* [Prompt]:
Copy out the rows verbatim, starting at the line containing "Outline every instance of the black" and continuing through the last line of the rows, both ends included.
-- Begin Task input --
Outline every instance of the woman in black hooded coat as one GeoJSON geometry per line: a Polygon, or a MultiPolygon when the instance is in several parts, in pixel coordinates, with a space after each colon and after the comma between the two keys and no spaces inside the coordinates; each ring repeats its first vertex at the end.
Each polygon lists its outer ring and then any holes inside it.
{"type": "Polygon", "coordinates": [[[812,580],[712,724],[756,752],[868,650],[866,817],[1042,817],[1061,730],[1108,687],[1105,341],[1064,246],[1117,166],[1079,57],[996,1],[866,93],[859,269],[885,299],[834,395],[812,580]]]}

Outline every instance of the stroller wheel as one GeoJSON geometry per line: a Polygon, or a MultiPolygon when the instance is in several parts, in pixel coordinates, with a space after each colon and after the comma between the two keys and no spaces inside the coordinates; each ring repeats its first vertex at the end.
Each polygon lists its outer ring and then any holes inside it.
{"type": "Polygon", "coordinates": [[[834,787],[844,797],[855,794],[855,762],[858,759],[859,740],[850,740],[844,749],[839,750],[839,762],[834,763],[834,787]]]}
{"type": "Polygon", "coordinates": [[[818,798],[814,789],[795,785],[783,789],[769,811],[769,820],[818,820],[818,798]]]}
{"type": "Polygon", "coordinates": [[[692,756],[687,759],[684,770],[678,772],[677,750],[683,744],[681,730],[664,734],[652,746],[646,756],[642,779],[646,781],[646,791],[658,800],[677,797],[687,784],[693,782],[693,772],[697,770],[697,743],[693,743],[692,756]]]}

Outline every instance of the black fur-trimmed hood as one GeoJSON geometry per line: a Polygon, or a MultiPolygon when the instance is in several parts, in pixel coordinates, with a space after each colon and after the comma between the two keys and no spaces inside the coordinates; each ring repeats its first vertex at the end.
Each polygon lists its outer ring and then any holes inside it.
-- End Task input --
* [Solution to the exercise]:
Outline every instance of the black fur-trimmed hood as one GeoJSON geometry per line: a Polygon, or a MultiPolygon when the instance is in several parts, in pixel coordinates, with a space after each colon and after the comma between the two keys and no spaces inside the coordinates; each ring repeats its first vertex at the end.
Each polygon lists its outer ring and then any holes inside it.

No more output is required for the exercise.